**Quoted text:**

32.3 Understanding Big Data Scale

Imagine 1 Billion Sensors

The Challenge: Picture this scenario to understand the scale of IoT big data:

1 billion sensors deployed worldwide (smart meters, traffic cameras, air quality monitors)
Each sensor sends 1 reading per second (temperature, humidity, location, etc.)
Each reading is just 100 bytes (timestamp + sensor ID + value)

The Math:

1,000,000,000 sensors x 1 reading/second x 100 bytes = 100 GB/second
100 GB/second x 60 seconds x 60 minutes x 24 hours = 8,640 TB per day
8,640 TB per day x 365 days = 3,153,600 TB per year (~3,154 PB or ~3.15 EB/year)

That is over 3,000 PETABYTES (3+ exabytes) per year from a single simple IoT network!

Why This Matters:

Traditional databases like MySQL can’t handle this scale (typically max out at a few TB)
You can’t store this on a single hard drive (largest drives are ~20 TB)
Processing requires distributed systems like Hadoop or Spark running on hundreds of machines
Network bandwidth becomes critical: 100 GB/second = 800 Gbps (would saturate 800 standard internet connections)

The “Big Data” Part:

Volume: 3+ EB/year is too big for traditional systems
Velocity: 100 GB/second incoming data rate requires real-time processing
Variety: Sensors produce temperature (numeric), GPS (coordinates), images (binary), logs (text)
Veracity: Some sensors malfunction - how do you detect and filter bad data at this scale?
Value: The goal is actionable insights, not just hoarding data

This is why IoT needs big data technologies - regular tools simply break at this scale.

32.4 What Would Happen If: Disaster Scenarios

What If You Try Processing 1 TB on a Single Laptop?

Scenario: You work for a smart building company. Your boss asks you to analyze 1 TB of temperature sensor data from 1,000 buildings over the past year using your laptop.

What Happens:

Single Laptop

1 CPU, 16 GB RAM

Processing time: 72 hours
Memory bottleneck and crash risk
No fault tolerance
Single point of failure

Distributed System

4 worker nodes

Processing time: 3 hours
24x speedup through parallelism
Automatic fault recovery
Scales horizontally as data grows

Figure 32.1: Single Laptop versus Distributed System Processing Comparison

32.4.1 Attempt 1: Load Everything Into Memory (RAM)

Result: CRASH - Your laptop has 16 GB RAM - 1 TB = 1,024 GB - You’re 64x over capacity - Python crashes with MemoryError - Time wasted: 10 minutes trying to load before crash

32.4.2 Attempt 2: Process Chunk by Chunk

Result: SLOW BUT WORKS (BARELY) - Laptop hard drive reads at ~200 MB/second (SSD) - 1 TB / 0.2 GB/s = 5,000 seconds = 83 minutes JUST TO READ - Processing time: Add another 2-3x for computation = 4-6 hours total - Your laptop becomes unusable for other tasks during processing

If you had used a distributed system instead:

10-node Spark cluster (each with 32 GB RAM, 16 cores)

**Written task 1:**
Rescale only the part of the rows that opens with the line containing "det: front grille" and closes with the line containing "(0, 0), (1024, 98)", both included. Reproduce every line, requests included, with each box coordinate in the answers multiplied by 0.95 and rounded to a whole number (halves up), and leave the requests and their sample coordinates unchanged.
The passage on IoT big data scale and the rows are independent of each other.

**Labels for photos, with boxes:**
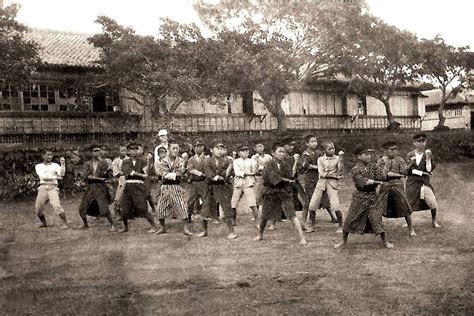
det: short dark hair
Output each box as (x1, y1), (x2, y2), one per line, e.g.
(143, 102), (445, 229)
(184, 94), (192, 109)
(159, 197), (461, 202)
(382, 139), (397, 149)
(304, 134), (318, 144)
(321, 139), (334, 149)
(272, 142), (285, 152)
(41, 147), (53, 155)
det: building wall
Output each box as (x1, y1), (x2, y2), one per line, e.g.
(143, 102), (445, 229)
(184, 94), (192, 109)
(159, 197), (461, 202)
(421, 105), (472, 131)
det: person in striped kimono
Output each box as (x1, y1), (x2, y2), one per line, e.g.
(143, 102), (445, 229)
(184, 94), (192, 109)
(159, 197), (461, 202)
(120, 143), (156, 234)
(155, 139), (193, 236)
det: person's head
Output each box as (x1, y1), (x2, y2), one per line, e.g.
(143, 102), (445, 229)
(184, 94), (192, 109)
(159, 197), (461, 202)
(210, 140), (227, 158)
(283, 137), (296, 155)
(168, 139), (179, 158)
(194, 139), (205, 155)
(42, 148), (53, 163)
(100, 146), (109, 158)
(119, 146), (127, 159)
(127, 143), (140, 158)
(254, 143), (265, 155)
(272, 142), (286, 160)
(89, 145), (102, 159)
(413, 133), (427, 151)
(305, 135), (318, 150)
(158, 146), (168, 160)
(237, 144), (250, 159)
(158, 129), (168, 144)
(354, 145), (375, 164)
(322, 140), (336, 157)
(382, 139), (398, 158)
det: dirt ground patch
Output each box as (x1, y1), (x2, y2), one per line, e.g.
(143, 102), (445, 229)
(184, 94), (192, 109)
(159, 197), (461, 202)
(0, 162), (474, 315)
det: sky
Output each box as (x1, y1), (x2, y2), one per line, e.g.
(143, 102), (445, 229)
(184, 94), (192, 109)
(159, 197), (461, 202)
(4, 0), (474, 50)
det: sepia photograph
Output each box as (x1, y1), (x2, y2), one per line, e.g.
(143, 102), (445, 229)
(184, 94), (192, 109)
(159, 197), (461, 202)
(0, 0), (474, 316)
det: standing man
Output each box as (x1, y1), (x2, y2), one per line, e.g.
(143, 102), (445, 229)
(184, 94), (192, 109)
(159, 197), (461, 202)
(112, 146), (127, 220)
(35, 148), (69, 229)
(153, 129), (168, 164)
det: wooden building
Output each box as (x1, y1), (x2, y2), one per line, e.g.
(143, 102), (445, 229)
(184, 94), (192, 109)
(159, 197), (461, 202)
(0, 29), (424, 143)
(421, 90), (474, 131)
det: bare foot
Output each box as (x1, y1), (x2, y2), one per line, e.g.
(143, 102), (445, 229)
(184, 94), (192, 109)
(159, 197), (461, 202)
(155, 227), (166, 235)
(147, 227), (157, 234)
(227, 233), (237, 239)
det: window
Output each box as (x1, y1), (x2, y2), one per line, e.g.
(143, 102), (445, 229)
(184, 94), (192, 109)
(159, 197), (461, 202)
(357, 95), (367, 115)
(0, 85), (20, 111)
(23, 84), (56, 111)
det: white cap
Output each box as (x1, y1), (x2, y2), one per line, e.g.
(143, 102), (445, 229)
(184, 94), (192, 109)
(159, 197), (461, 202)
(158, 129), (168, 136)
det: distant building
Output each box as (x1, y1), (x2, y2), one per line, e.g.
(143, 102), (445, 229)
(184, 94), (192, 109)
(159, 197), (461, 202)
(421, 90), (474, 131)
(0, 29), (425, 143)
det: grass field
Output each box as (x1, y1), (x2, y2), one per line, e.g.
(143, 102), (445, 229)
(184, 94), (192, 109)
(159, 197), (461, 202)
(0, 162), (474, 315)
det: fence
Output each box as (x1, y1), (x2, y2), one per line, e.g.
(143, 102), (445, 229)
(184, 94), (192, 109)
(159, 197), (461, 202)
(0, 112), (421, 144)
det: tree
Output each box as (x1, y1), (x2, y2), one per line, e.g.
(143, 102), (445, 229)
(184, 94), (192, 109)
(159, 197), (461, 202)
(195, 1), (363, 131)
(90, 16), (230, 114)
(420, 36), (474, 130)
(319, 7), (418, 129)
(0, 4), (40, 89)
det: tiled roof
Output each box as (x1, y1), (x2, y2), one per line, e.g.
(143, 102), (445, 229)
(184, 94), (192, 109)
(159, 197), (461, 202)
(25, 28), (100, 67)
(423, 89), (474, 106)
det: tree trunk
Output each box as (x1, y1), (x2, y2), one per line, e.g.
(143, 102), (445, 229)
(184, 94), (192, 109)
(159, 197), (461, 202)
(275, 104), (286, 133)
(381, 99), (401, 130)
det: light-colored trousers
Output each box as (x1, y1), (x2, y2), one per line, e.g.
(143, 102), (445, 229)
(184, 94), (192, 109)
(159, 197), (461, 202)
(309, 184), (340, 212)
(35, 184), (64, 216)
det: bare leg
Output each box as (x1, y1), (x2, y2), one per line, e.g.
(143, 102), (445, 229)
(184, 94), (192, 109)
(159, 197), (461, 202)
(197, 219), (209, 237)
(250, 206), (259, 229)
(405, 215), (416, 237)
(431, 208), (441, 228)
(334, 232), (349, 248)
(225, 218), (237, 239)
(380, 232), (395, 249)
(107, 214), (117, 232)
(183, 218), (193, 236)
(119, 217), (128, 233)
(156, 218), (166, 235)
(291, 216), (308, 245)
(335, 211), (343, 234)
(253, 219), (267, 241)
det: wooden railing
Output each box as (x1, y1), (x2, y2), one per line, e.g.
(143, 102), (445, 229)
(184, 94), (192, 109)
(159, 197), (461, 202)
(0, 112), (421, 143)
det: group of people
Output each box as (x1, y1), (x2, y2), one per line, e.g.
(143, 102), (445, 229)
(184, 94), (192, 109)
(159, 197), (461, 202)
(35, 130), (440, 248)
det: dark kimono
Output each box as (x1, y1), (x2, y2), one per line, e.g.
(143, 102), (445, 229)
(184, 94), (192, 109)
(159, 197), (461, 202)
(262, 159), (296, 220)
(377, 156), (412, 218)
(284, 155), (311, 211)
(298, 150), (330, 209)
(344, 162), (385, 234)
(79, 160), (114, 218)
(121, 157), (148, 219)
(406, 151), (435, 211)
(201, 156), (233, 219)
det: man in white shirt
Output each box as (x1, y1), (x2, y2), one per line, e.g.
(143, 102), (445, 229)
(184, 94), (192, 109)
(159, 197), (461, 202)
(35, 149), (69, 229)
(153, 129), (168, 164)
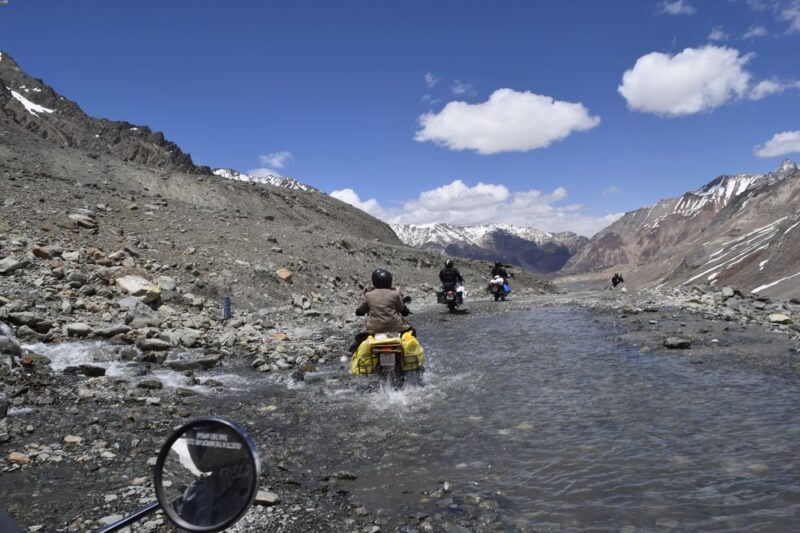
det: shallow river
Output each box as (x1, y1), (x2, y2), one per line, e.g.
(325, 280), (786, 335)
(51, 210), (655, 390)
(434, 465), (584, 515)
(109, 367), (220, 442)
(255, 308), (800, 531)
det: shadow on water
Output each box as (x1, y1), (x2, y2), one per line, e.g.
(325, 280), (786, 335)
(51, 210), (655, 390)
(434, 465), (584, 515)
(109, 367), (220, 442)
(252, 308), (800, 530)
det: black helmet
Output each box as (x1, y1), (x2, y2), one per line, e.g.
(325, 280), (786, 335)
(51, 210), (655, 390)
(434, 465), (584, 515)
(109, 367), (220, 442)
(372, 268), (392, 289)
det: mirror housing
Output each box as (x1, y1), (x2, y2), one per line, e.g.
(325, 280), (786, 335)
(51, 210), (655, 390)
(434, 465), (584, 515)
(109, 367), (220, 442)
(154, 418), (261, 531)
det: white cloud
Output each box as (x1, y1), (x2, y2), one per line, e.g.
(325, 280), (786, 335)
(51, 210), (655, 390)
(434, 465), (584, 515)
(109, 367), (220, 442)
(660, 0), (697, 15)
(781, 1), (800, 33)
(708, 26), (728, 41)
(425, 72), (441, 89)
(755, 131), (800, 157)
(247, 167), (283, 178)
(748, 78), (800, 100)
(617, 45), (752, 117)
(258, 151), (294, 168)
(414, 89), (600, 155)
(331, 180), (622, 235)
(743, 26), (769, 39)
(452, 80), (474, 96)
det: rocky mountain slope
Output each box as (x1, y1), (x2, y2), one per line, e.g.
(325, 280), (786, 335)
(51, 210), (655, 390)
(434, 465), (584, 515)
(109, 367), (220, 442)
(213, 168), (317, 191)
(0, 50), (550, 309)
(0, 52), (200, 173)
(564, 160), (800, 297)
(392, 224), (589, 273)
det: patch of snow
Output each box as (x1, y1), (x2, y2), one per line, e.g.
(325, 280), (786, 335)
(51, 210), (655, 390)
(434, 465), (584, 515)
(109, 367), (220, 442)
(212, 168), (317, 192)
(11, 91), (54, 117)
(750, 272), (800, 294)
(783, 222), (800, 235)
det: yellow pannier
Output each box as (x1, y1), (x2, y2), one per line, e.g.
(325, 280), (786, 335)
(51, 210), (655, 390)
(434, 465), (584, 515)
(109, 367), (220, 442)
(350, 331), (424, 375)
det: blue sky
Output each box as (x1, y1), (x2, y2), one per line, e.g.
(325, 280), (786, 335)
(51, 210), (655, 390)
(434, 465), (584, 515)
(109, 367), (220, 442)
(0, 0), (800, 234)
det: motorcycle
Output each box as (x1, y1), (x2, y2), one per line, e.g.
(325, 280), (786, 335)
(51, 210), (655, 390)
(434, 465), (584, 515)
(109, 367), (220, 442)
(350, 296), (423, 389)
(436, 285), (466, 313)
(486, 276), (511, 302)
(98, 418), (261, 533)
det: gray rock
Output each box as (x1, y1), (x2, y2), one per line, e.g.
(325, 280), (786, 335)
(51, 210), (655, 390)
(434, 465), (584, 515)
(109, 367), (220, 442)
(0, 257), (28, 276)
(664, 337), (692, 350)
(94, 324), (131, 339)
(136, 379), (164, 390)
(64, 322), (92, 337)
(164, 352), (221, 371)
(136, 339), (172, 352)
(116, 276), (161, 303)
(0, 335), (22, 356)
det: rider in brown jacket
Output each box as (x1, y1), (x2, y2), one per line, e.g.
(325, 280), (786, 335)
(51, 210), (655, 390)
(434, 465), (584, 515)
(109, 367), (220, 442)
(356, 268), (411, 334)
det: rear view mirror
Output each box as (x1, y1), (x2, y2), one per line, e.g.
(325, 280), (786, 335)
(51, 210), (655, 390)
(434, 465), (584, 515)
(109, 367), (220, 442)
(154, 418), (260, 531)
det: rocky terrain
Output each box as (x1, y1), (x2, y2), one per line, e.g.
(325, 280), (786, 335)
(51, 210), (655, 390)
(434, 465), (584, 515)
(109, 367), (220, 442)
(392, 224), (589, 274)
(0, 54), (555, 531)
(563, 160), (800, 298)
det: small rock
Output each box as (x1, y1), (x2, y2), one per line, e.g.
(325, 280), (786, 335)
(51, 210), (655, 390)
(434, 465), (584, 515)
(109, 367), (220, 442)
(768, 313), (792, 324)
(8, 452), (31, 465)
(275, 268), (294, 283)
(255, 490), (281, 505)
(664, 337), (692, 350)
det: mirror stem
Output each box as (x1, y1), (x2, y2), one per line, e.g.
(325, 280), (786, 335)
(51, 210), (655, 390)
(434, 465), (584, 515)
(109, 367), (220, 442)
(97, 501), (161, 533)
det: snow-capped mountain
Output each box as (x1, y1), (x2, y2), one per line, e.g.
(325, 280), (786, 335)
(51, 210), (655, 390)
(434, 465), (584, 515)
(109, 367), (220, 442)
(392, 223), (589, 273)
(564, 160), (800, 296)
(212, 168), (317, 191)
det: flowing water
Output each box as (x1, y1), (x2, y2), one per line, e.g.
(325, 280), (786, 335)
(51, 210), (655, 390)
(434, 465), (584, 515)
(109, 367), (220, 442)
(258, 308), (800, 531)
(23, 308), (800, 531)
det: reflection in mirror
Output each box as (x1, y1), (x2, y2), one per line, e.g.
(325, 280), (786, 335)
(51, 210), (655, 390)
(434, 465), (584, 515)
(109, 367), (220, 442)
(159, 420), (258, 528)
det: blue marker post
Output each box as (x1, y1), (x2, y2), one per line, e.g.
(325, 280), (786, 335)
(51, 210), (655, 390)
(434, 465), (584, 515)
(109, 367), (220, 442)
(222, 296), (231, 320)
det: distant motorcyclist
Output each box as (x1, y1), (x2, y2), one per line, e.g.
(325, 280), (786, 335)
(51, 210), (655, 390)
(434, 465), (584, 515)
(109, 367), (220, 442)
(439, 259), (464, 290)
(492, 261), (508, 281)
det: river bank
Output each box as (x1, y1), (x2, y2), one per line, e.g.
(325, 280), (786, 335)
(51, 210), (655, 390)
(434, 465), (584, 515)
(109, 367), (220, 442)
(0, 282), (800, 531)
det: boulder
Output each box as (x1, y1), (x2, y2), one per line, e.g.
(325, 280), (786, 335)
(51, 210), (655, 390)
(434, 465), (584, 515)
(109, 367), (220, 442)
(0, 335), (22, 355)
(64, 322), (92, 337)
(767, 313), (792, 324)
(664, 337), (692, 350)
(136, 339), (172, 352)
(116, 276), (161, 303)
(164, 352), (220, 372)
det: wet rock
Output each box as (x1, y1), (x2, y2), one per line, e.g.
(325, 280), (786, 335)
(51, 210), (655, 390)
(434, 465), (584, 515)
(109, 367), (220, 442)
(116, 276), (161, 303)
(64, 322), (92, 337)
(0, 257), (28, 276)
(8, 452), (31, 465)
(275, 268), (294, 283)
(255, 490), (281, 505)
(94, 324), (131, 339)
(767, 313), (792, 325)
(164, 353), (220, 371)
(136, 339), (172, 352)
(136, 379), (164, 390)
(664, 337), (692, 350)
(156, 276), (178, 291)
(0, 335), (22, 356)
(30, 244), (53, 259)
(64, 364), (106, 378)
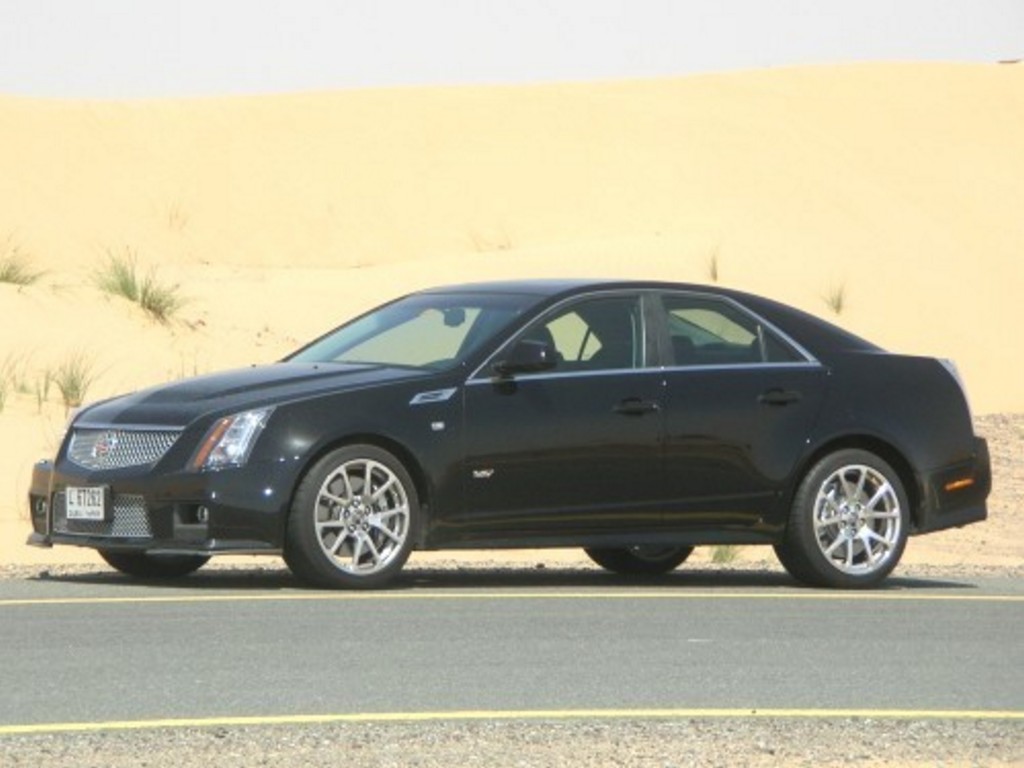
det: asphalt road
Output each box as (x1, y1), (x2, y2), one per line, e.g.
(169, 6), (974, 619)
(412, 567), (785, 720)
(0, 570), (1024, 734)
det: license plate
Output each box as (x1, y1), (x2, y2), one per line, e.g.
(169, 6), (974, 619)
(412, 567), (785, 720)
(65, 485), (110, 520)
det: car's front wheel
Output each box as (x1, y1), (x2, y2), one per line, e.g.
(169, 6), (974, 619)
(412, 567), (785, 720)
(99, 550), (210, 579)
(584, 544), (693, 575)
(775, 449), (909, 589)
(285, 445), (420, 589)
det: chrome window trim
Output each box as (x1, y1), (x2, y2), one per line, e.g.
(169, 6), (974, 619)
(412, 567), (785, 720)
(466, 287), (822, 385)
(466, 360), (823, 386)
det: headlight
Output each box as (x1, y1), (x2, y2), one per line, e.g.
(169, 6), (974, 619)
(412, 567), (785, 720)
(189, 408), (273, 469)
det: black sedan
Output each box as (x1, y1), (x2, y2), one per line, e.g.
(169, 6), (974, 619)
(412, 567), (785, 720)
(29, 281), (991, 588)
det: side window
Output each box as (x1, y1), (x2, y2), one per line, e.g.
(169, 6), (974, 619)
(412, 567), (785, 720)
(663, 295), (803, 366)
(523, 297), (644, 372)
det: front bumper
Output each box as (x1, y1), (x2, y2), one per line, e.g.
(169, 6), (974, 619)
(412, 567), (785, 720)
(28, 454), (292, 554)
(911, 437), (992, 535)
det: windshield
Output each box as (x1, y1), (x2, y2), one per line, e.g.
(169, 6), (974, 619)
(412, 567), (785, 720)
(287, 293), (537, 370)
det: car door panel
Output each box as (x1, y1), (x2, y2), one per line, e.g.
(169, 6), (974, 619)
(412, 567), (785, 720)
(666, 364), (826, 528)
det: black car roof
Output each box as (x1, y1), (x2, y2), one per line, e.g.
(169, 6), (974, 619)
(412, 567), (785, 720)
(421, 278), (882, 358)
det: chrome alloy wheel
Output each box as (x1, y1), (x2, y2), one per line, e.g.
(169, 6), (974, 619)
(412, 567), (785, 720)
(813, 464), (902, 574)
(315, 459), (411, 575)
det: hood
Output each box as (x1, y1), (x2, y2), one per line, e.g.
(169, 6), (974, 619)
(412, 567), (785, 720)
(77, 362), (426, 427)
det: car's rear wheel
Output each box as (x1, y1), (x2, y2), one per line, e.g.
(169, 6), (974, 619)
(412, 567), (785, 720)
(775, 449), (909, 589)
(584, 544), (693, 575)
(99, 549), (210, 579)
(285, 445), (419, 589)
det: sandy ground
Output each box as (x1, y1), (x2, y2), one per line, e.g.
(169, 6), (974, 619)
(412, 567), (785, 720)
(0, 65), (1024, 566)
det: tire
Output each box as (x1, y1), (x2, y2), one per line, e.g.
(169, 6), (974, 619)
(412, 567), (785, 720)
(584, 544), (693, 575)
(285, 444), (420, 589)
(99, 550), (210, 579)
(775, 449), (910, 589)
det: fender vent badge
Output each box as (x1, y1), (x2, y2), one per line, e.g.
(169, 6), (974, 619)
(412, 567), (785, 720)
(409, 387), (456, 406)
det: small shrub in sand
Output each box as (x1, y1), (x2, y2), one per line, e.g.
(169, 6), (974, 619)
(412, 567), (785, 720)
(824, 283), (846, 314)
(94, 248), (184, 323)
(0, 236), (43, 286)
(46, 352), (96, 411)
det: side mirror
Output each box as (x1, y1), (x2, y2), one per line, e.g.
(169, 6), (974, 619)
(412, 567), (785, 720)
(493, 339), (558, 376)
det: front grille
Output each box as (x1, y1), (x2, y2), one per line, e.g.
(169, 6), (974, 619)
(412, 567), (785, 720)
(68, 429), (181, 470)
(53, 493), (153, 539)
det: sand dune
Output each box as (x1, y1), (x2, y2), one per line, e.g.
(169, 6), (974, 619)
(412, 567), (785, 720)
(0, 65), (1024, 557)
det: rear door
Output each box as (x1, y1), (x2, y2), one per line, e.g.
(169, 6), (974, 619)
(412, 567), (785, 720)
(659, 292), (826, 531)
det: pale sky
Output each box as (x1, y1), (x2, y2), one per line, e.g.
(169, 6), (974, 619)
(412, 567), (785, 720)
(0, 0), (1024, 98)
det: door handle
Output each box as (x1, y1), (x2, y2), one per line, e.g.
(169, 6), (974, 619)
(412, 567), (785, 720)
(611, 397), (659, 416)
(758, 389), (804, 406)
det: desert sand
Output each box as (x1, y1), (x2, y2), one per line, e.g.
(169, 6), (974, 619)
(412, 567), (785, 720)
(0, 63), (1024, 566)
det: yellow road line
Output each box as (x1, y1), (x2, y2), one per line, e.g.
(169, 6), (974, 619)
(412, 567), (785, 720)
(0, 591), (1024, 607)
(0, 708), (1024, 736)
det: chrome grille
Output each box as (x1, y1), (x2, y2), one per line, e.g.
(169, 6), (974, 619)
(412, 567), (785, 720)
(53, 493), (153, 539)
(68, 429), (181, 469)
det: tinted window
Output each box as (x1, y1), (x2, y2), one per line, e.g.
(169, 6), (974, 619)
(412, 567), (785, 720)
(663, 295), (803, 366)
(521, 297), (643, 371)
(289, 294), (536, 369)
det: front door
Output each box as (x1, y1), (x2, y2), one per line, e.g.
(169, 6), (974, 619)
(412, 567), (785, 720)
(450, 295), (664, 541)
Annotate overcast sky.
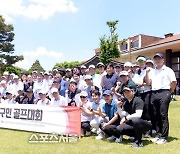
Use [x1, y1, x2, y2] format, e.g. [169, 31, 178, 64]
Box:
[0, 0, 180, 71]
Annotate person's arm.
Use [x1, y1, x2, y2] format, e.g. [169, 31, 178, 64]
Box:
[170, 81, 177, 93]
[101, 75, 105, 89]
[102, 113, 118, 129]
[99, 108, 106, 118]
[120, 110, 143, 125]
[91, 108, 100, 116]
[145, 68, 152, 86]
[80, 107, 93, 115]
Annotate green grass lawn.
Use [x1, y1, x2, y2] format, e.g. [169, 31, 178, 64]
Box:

**Written task 2:**
In the passage on IoT big data scale, at what speed does the laptop hard drive read data?

**Answer 1:**
det: front grille
Output each box as (x1, y1), (x2, y2), one per line, e.g.
(169, 6), (974, 619)
(412, 567), (785, 720)
(65, 408), (172, 447)
(50, 468), (145, 512)
det: sand dune
Output each box as (x1, y1), (x2, y2), one per line, e.g.
(169, 6), (974, 619)
(412, 567), (785, 720)
(0, 62), (973, 529)
det: rear door
Output each box as (x1, y1), (x2, y2), one per line, e.g.
(169, 6), (974, 619)
(412, 567), (785, 720)
(626, 277), (785, 504)
det: pale sky
Output each box as (x1, y1), (x2, y2), one per line, e.g.
(169, 6), (974, 619)
(412, 567), (785, 720)
(0, 0), (973, 93)

**Answer 2:**
About 200 MB per second (SSD).